文書の抜粋 |
乳がんの再発予防治療(術後補助療法)

薬物療法の選択基準

 術後補助療法(アジュバント療法)は、再発予防のために、手術後に行われる治療です。
 乳がんは、発生した乳管の壁から外に浸潤@しんじゅん@(食い込んで広がること)したとたん、がん細胞が血液やリンパの流れに乗って全身に散らばる危険があります。そこで、手術でがんを摘出したあと、全身に散らばったがんの芽(微小転移)を摘み取り、再発を防ぐために、術後補助療法を行います。
 0期の非浸潤がん以外は、目に見えない転移の危険があるので、乳房温存手術や乳房切除術を受けたときでも、手術後には術後補助療法を行うのが一般的です。
 これにも、ホルモン剤、抗がん剤、トラスツズマブなどの分子標的治療薬の3種類があります。各種のガイドラインや2年に1度、スイスのザンクトガレンに世界の専門家が集まって開かれる国際会議で決められた合意などを基本にしながら、個々の患者さんの病状を考慮して薬物療法が決められます。

重要ながんの性格

 ここで、選択基準の第一に考えられているのは、乳がんの性格です。特に、ホルモン受容体の有無と、HER2受容体の発
現強度(強くあらわれているかどうか)が重要視されます。
 左の表のように、
●がんにエストロゲン(女性ホルモンのひとつ)受容体が少しでも認められれば、ホルモン療法を行う。
●HER2受容体が強く発現していれば、トラスツズマブなどの分子標的治療薬を使う。
●HER2受容体が陽性の場合は、抗がん剤と分子標的治療薬を併用する。
●ホルモン受容体もHER2受容体もともに陰性で、効果がないと判定されたトリプルネガティブの場合は、抗がん剤を使う。
●ホルモン受容体が陽性で、HER2受容体が陰性の場合は、ほかのリスク因子を考えて、それにあった薬物療法を行う。
 というのが、その概要です。

記録データ |
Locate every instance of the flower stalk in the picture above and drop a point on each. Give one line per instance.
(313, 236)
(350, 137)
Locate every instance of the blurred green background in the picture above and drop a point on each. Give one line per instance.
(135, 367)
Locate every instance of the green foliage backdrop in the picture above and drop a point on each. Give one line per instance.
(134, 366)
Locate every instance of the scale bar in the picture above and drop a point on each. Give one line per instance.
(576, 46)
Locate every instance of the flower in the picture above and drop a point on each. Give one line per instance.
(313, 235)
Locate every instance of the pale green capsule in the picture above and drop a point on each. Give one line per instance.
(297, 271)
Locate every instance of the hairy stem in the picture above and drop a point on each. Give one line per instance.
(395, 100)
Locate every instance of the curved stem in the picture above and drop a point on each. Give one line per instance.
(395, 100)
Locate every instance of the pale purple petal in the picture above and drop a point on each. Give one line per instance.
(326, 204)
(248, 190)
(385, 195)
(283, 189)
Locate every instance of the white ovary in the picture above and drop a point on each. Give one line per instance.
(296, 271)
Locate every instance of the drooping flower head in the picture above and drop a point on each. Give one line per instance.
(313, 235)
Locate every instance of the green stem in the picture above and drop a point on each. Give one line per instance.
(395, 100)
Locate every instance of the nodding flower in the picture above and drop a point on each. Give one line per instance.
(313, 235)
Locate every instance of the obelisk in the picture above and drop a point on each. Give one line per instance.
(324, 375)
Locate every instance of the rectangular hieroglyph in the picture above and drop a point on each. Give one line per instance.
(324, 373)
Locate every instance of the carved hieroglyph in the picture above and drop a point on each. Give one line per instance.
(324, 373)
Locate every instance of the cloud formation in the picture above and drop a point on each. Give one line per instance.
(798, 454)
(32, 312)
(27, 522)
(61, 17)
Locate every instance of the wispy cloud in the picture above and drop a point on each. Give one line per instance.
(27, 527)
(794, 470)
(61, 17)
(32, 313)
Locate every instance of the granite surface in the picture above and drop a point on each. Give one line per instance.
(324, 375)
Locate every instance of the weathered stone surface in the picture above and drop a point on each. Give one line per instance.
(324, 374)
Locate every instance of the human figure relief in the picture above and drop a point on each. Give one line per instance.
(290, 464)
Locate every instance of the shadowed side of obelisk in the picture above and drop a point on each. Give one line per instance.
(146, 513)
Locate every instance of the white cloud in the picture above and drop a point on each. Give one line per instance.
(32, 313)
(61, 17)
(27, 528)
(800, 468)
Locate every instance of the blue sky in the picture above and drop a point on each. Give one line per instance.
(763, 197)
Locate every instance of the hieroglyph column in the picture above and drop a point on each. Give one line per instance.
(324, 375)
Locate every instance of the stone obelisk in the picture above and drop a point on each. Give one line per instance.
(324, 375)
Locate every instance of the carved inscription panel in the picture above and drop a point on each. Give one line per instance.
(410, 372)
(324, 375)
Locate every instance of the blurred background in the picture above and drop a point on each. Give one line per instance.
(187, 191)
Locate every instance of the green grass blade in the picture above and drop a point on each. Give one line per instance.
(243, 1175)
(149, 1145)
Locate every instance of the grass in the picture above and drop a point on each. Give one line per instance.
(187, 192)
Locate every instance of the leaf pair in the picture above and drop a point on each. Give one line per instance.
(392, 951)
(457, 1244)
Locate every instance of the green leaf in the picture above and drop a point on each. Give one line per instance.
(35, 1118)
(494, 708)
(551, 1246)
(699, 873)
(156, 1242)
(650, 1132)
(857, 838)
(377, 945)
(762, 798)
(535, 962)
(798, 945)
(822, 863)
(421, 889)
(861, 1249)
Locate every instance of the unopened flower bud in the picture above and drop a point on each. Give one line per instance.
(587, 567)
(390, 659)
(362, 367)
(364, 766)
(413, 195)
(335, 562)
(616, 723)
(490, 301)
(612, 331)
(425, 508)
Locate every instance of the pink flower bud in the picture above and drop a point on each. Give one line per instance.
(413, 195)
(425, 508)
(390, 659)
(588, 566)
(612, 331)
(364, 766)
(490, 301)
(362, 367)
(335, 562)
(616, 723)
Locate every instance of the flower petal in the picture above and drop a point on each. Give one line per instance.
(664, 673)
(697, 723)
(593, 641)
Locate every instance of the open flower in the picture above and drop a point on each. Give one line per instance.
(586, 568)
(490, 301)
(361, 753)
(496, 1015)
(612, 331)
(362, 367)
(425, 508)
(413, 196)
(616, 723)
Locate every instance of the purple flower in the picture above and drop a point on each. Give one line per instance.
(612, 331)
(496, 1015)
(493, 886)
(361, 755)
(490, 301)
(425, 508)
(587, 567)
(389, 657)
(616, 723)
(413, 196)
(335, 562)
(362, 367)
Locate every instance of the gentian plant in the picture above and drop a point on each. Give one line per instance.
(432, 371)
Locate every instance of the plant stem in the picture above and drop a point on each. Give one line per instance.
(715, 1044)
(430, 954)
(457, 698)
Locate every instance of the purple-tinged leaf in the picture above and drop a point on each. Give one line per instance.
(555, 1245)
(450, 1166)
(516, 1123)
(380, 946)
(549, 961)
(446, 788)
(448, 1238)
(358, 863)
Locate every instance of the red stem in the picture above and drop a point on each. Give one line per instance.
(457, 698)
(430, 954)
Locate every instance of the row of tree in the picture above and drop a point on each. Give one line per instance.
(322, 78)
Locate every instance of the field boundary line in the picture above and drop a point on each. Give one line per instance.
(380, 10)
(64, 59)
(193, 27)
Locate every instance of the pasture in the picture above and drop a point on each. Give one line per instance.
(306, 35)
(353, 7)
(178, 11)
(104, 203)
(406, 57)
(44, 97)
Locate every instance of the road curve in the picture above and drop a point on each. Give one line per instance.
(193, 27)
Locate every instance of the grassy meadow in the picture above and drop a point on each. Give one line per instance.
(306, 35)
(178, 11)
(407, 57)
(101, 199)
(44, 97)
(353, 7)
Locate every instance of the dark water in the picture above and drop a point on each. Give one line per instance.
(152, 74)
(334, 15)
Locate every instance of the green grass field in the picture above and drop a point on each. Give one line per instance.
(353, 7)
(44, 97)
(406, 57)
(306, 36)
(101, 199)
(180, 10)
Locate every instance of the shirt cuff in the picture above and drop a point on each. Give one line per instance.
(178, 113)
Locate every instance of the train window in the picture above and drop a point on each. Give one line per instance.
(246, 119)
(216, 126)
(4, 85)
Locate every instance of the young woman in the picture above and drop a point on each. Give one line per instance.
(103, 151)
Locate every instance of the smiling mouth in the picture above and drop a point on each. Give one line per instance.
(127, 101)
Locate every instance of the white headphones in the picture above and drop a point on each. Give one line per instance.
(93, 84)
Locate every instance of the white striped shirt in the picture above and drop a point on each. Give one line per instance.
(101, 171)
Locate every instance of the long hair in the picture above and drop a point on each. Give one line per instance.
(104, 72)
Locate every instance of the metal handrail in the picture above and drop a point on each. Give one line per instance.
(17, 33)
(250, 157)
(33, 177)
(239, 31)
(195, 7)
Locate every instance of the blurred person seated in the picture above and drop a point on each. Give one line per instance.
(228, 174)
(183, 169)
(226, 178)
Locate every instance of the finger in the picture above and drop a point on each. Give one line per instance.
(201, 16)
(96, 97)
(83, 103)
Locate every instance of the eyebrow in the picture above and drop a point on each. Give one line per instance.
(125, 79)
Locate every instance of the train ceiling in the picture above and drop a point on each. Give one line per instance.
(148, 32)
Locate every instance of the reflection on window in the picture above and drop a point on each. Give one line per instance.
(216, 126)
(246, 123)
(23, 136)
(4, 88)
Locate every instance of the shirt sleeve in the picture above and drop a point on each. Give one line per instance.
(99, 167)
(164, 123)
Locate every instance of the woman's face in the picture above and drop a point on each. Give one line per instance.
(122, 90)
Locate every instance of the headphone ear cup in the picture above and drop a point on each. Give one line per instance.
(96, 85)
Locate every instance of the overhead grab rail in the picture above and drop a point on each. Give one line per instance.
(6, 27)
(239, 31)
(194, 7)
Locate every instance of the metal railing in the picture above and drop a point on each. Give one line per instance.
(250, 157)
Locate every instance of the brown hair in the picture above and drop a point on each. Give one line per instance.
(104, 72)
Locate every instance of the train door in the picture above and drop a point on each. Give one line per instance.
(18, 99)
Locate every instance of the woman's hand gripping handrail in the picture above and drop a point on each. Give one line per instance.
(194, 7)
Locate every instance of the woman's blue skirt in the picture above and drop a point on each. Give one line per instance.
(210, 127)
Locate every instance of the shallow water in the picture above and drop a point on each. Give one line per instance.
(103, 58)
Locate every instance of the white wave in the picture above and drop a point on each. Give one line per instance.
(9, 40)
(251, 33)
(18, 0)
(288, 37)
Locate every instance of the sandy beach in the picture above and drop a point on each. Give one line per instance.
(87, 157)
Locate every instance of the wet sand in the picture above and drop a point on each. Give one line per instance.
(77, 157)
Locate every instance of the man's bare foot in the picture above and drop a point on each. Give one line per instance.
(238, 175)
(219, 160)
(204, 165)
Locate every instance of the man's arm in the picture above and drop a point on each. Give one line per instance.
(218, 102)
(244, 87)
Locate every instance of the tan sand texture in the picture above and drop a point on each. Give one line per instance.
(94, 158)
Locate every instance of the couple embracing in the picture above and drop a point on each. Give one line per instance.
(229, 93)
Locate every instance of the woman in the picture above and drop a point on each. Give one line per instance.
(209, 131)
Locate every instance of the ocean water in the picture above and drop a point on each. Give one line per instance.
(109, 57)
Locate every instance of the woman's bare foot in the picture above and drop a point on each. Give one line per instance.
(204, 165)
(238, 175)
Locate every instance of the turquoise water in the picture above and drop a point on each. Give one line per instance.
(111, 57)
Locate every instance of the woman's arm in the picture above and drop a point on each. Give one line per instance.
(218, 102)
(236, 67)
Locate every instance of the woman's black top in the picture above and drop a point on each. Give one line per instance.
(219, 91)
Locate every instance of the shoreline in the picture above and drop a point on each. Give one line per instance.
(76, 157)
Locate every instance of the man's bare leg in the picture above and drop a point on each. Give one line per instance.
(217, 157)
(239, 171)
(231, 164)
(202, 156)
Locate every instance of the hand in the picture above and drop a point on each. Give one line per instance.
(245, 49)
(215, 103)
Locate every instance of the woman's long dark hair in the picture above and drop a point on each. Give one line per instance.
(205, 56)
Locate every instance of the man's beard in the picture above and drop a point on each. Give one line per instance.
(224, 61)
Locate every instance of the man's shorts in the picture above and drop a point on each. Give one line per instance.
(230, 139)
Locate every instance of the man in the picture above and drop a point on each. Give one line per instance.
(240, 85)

この演習の課題 |
A) 乳がんの術後補助療法の文書によると、世界の専門家が集まる国際会議はどこで何年に1度開かれるか。
B) 乳がんの術後補助療法の文書を、最後の文のあとから書き継げ。

課題ごとの解答 |
A) スイスのザンクトガレンで、2年に1度開かれる。

B)
ホルモン剤単独か抗がん剤と併用か

 最後の、「ホルモン受容体が陽性でHER2受容体が陰性」の場合の選択基準が、別表です。抗がん剤(化学療法)とホルモン療法を併用するか、あるいはホルモン療法単独で治療するか、その選択基準が示されています。
 これによると、女性ホルモンの受容体があっても、レベルが低い、がんの「顔つき」が悪い(組織学的グレードが3)、増殖能力が高い、腋窩リンパ節に4個以上の転移がある、がん周辺の血管やリンパ管にがんの浸潤傾向が強い、がんの大きさが5センチ以上ある、といった場合には、抗がん剤とホルモン療法を併用します。
 これに対し、ホルモン受容体がより高いレベルで出現している、がんの「顔つき」がおとなしい、増殖能力も低い、腋窩リンパ節転移がない、がん周辺の血管やリンパ管にがんの浸潤傾向があまりない、がんの大きさが2センチ以下である、といった場合には、ホルモン療法単独で治療を行うことになります。
 いずれの場合も、ここに患者の希望が加わることはいうまでもありません。ごく簡単にいえば、ホルモン受容体が強く発現していて、がんの性格も割合おとなしそうな場合はホルモン療法、ホルモン受容体の出方があまり多くなく、がんとして悪性度が高く再発のリスクが高そうな場合は、ホルモン療法と抗がん剤を併用する、といってもよいでしょう。なおこの説明は2009年3月のザンクトガレンの合意事項がベースになっていますが、2011年3月の同会議では、その考え方がより明確になり、乳がんをまずホルモン受容体、HER2受容体、組織異型度、Ki67に基づいて5つのサブタイプに分類し、それぞれの治療法を決める流れになりました。ホルモン受容体とHER2受容体については、ホルモン療法と分子標的治療薬の項で詳しく説明します。
(ザンクトガレン図表2点)

乳がん組織の遺伝子検査について

乳がんの組織の遺伝子検査を行い、その結果に基づき抗がん剤を行うかどうか決めるという方法もあります。オンコタイプDX(Oncotype DX)とマンマプリント(MammaPrint)という2種類の遺伝子検査がその代表的な方法です。
オンコタイプDXは21の遺伝子を調べます。マンマプリントは70の遺伝子を調べます。これら乳がんの再発と抗がん剤の有効性について関連の強い遺伝子の発現レベルをスコア化し、例えばオンコタイプDXであれば再発スコアという形で結果を出します。
このスコアを用いて、ホルモン療法のみを行った場合の10年以内の遠隔再発率を予測し、それに抗がん剤を上乗せした場合の再発率の低下をシュミレーションし、この予測に基づいて抗がん剤を行うかどうかを決めていきます。
このような検査方法自体は他にもいくつも考えられていますが、オンコタイプDXやマンマプリントが重要なのは、過去の無作為化臨床試験の検体を用いて、こうした検査が有効に機能するかどうかを検証している点です。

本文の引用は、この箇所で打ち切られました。